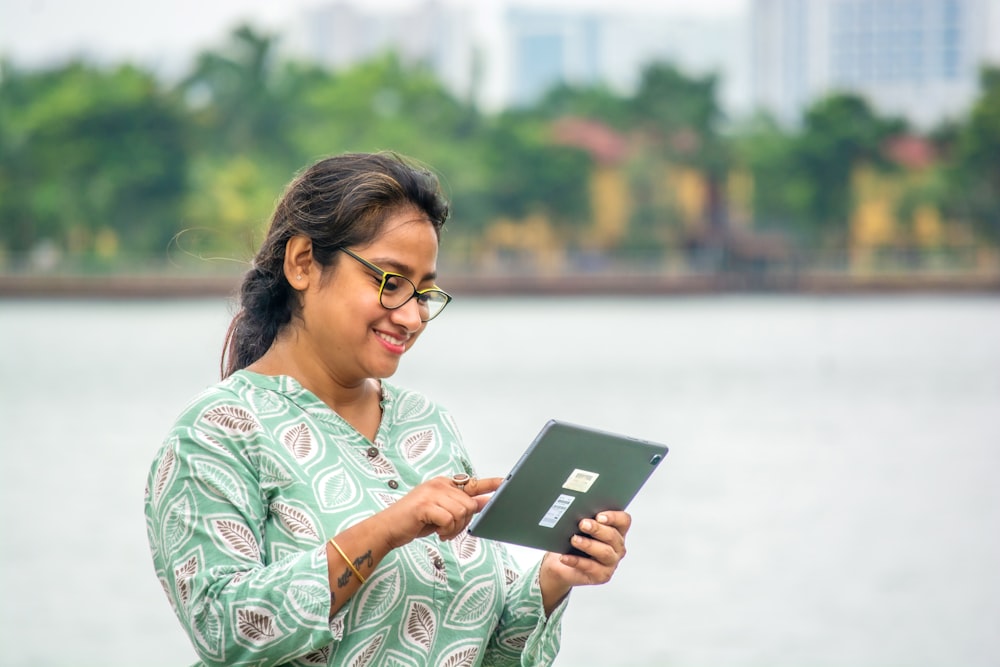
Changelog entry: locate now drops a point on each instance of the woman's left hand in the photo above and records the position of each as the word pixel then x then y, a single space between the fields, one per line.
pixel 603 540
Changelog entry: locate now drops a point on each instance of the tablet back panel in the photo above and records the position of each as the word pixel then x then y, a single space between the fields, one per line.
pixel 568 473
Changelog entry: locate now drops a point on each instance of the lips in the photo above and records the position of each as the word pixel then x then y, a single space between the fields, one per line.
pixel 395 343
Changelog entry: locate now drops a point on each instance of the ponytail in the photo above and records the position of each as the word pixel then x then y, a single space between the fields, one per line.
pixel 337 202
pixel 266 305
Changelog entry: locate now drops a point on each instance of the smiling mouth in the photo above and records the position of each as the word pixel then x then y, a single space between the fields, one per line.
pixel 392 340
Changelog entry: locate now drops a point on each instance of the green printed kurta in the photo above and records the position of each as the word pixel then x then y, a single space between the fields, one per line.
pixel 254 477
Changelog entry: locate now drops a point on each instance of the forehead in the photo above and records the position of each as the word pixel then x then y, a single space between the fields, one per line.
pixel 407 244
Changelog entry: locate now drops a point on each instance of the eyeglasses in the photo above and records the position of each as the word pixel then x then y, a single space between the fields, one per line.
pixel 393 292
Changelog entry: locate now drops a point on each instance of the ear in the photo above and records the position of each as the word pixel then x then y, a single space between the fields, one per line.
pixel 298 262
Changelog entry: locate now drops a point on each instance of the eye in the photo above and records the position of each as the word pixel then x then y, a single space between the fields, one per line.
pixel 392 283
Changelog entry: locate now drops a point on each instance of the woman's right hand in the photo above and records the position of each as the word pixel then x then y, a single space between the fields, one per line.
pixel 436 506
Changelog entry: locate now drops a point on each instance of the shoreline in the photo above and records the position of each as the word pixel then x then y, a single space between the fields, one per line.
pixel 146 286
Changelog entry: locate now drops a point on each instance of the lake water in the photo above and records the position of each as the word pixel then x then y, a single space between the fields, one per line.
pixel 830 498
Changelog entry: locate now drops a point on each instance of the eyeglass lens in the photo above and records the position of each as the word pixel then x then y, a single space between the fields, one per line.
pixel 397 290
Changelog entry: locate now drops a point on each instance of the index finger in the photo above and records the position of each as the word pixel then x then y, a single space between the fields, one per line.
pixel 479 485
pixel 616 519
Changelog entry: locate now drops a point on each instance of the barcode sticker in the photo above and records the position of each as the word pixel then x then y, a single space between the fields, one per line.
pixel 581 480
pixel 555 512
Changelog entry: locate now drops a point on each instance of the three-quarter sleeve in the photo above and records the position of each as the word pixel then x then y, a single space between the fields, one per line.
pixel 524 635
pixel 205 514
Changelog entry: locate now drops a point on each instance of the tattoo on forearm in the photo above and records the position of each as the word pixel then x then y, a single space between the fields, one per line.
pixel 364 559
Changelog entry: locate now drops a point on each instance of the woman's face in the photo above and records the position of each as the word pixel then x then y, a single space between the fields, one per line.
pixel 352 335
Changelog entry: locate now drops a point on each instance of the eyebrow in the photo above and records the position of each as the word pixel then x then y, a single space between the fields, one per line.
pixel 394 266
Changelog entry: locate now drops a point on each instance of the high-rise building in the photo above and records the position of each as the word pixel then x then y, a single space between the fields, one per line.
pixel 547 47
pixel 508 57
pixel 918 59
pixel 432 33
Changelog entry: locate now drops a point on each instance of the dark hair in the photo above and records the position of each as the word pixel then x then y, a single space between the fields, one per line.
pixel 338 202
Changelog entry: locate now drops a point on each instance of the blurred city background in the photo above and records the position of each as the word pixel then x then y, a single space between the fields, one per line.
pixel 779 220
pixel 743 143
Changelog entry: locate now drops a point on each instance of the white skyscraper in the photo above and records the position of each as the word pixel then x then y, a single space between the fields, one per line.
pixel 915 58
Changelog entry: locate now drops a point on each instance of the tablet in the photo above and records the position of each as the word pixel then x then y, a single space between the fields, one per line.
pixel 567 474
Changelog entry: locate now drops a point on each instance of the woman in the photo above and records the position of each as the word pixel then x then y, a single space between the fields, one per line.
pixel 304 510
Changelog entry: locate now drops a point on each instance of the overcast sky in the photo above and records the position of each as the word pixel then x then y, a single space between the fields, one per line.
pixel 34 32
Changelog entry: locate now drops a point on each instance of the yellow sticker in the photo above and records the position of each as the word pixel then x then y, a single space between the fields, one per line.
--- --- ---
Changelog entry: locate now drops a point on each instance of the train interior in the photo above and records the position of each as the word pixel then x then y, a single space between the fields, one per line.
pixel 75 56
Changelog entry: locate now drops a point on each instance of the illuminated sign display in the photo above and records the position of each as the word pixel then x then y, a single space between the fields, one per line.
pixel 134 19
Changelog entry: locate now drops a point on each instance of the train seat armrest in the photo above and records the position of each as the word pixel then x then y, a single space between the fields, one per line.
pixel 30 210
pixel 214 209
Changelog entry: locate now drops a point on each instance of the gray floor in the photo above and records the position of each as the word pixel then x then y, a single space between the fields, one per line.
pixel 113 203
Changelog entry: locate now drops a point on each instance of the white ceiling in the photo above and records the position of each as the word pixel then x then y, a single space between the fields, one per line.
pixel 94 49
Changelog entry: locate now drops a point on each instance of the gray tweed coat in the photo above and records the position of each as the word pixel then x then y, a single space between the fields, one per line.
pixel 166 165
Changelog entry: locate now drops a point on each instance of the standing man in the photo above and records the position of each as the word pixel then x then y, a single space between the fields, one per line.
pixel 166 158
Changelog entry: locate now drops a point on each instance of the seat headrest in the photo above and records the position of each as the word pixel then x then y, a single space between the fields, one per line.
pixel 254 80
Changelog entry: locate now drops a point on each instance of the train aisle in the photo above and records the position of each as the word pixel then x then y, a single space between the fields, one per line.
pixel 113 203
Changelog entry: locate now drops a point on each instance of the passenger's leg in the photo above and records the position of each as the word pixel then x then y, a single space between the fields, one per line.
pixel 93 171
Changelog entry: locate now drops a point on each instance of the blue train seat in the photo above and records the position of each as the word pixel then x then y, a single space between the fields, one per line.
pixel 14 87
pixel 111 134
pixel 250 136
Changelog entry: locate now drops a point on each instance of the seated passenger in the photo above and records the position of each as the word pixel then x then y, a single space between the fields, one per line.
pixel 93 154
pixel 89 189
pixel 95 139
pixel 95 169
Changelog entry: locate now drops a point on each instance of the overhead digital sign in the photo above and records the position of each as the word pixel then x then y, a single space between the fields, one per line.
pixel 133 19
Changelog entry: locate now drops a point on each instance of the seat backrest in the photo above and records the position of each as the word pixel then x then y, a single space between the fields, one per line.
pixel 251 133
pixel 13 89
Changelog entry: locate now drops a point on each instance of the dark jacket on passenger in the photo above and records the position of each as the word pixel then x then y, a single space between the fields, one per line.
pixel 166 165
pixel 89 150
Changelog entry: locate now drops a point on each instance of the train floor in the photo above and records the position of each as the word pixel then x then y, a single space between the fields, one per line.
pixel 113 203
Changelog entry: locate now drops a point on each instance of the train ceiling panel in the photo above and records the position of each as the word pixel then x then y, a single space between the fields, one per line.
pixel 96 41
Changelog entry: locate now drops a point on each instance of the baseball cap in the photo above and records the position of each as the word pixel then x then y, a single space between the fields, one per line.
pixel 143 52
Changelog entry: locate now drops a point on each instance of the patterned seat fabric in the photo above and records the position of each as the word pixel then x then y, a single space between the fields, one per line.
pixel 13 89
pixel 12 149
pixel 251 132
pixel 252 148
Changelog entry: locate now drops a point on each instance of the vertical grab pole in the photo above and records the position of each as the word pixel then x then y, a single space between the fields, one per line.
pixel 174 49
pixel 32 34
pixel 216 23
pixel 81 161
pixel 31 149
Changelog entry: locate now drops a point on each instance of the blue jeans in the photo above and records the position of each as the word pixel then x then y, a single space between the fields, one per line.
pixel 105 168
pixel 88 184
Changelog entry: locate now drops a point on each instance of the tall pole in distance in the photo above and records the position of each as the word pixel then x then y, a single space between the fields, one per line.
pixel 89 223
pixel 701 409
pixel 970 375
--- --- ---
Put the lines above into a numbered list, leaving out any blank lines. Begin at the line that has "of the blurred" and stop after the line that has "of the yellow", including both of those lines and nothing outside them.

1. Changelog entry: locate now drops a point on each instance of the blurred city background in the photo above and records the position of each as the word pixel then x then y, a single space between the fields, one per line.
2. pixel 779 220
3. pixel 743 143
4. Changelog entry: locate now drops a point on each instance of the white skyscraper in the photo above and records the position of each as the word pixel then x then y, a single space between the fields, one per line.
5. pixel 915 58
6. Changelog entry: locate now drops a point on each instance of the tablet in the photo above and records the position of each as the word pixel then x then y, a single space between the fields, one per line.
7. pixel 567 474
8. Changelog entry: locate now drops a point on each instance of the woman in the photo above and records the position of each as the word pixel then x then y, a single space between the fields, one per line.
9. pixel 304 510
10. Changelog entry: locate now drops a point on each instance of the overcast sky in the photo above and records the position of each as the word pixel then x then y, a single space between the fields, one per line.
11. pixel 34 32
12. Changelog entry: locate now drops a point on each instance of the yellow sticker in the photo above and records the position of each as the word pixel then x then y, a single space between the fields, one per line.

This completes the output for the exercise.